— Passage extrait —
Voici« L’enfantement par le viol » d’une sœur jumelle de cette Suzanne, avec au second plan la scène annoncée. 

 

 

Voici « Les Amuseurs » un petit homme courtaud, trapu, à la face animale et, le chevauchant, une fille frénétique. 

Voici « Femme et enfants », l’une des planches les plus troublantes : une grande femelle nue et debout, le sexe ouvert, allaitante, un serpent enroulé autour de l’une de ses jambes tandis qu’un garçon habillé à la face mongoloïde accentue la morbidité de l’œuvre par le double contraste du vestimentaire opposé à la nudité et de la figure animale opposée à la féminité humaine (même contrastes que dans le « Michelet »).  Tout cela dégage un sentiment de malaise encore accentué par l’acuité de l’exécution.

Entrées sur le repérage de choses nommées:

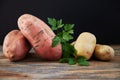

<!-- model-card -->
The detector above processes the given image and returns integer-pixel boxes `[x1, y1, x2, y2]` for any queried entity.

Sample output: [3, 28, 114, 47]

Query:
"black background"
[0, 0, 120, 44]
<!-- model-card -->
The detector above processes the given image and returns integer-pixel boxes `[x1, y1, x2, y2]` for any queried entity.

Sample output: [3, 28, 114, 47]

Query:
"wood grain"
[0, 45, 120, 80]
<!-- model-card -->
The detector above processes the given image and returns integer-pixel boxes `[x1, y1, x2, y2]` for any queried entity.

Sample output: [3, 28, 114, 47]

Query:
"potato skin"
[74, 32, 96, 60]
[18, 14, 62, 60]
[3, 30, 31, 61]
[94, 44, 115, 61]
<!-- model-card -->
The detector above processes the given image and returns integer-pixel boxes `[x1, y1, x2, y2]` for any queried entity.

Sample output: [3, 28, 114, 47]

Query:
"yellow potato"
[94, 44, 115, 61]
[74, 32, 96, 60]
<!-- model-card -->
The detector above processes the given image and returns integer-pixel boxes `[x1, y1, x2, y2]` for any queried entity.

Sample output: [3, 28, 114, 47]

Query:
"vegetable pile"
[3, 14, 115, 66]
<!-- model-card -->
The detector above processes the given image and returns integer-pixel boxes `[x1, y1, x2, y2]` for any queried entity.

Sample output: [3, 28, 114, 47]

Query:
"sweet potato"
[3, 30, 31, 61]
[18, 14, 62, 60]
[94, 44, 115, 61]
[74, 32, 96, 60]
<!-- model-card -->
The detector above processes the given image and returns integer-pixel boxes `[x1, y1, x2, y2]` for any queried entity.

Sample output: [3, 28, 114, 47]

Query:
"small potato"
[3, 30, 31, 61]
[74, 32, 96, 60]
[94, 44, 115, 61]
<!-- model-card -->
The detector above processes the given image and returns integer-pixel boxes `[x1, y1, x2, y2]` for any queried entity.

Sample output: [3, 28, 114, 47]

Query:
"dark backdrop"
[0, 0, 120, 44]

— Votre objectif —
Prolongez le commentaire des planches en reprenant juste après sa dernière phrase.

— Résultat attendu —
Les huiles sont étranges elles aussi, mais à d’autres titres. Ce sont peintures de graveur en ce sens que le dessin y est d’une vigueur et d’une intensité inaccoutumée mais ce sont aussi peintures de peintre car il y a là des recherches de matières et de tons d’un grand intérêt. Peintures monumentales où dominent des bleus délavés, des blancs et des noirs, relevés par quelques couleurs vivres, œuvres architecturées d’une composition hardie.  Les mains et les pieds y jouent un rôle singulier, ces mains qui, parfois, forment à elles seules un tableau, qui ailleurs sont immenses comme dans la « Crucifixion » ou multipliées dans « l’Extrême - Onction », elles sont veinées comme du marbre et sont aussi, signées de hantise.

On ne peut rester indifférent à l’art de Roger Descombes ; une personnalité très forte.

 

A.A. K.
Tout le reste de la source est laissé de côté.